Written exercise 1>
In the thread about the Brembo brake upgrade, what size of banjo bolts does one reply say will be needed?

Passage shown>

..........

# considering brembo BBK upgrade on 03 jetta, need brake line help



## David_Tedder (Oct 24, 2005)

hey guys, im considering buying a Brembo BBK kit with 13inch rotors, the kit is originally for a 01 audi tt but will fit my car no problems, comes with brackets etc, only thing it doesn;t come with is the steel lines? i currently have SS lines on my stock calipers and im wondering if i can continue to use those?

if not, is there a website that sells SS line to match certain caliper part #s 

thanks guys 
pik for clicks


----------



## GTijoejoe (Oct 6, 2001)

Its really going to depend on the banjo size... what does the Audi TT setup use?
Is there any anti-rotation tab on the caliper? This is the type of info you are looking for.


----------



## David_Tedder (Oct 24, 2005)

thank you, im am in the process of getting the caliper part # to try and answer these questions


----------



## David_Tedder (Oct 24, 2005)

up


----------



## slayerrule (Feb 20, 2006)

you will need m10x1 banjo bolts


----------



## David_Tedder (Oct 24, 2005)

does it make any difference if the brembo kit is for a audi TT or a Jetta? cuz the kit i will be gettin is for a 5x100 TT ?


----------



## slayerrule (Feb 20, 2006)

David_Tedder said:


> does it make any difference if the brembo kit is for a audi TT or a Jetta? cuz the kit i will be gettin is for a 5x100 TT ?


if they are from mk1 TT then wont make any difference


----------

..........

Written exercise 2>
Copy out the entries starting with their first line and going on through the line with "Find: cloudy sky", both ends included, leaving out the picture.

..........

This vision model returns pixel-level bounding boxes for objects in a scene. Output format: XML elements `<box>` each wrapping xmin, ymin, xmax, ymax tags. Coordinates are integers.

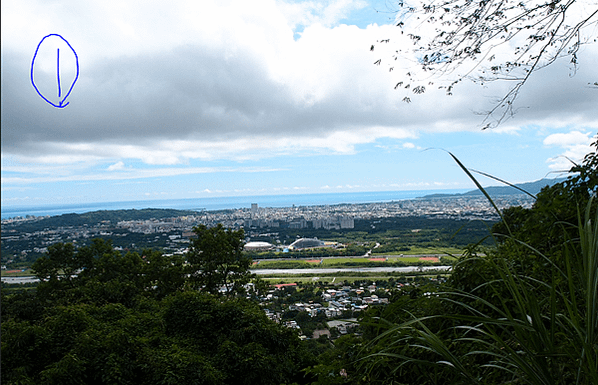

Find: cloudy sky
<box><xmin>1</xmin><ymin>0</ymin><xmax>598</xmax><ymax>207</ymax></box>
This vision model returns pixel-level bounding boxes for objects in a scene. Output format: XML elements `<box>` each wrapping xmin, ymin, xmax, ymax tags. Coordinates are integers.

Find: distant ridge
<box><xmin>422</xmin><ymin>178</ymin><xmax>567</xmax><ymax>199</ymax></box>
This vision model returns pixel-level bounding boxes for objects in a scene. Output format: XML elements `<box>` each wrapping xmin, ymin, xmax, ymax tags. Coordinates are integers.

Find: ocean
<box><xmin>1</xmin><ymin>189</ymin><xmax>467</xmax><ymax>219</ymax></box>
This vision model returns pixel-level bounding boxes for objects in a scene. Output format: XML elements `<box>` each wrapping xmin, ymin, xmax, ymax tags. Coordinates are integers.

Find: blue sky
<box><xmin>1</xmin><ymin>0</ymin><xmax>598</xmax><ymax>207</ymax></box>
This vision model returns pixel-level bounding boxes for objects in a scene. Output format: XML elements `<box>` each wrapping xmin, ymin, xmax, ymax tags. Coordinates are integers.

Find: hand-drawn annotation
<box><xmin>31</xmin><ymin>33</ymin><xmax>79</xmax><ymax>108</ymax></box>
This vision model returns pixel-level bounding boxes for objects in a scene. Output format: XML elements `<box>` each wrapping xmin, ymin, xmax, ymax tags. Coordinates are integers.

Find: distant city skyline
<box><xmin>1</xmin><ymin>0</ymin><xmax>598</xmax><ymax>209</ymax></box>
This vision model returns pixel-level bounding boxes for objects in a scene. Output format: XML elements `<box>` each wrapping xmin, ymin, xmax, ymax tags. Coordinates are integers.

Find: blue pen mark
<box><xmin>31</xmin><ymin>33</ymin><xmax>79</xmax><ymax>108</ymax></box>
<box><xmin>56</xmin><ymin>48</ymin><xmax>60</xmax><ymax>97</ymax></box>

..........

Output 1>
M10x1 banjo bolts.

Output 2>
This vision model returns pixel-level bounding boxes for objects in a scene. Output format: XML elements `<box>` each wrapping xmin, ymin, xmax, ymax tags. Coordinates are integers.


Find: cloudy sky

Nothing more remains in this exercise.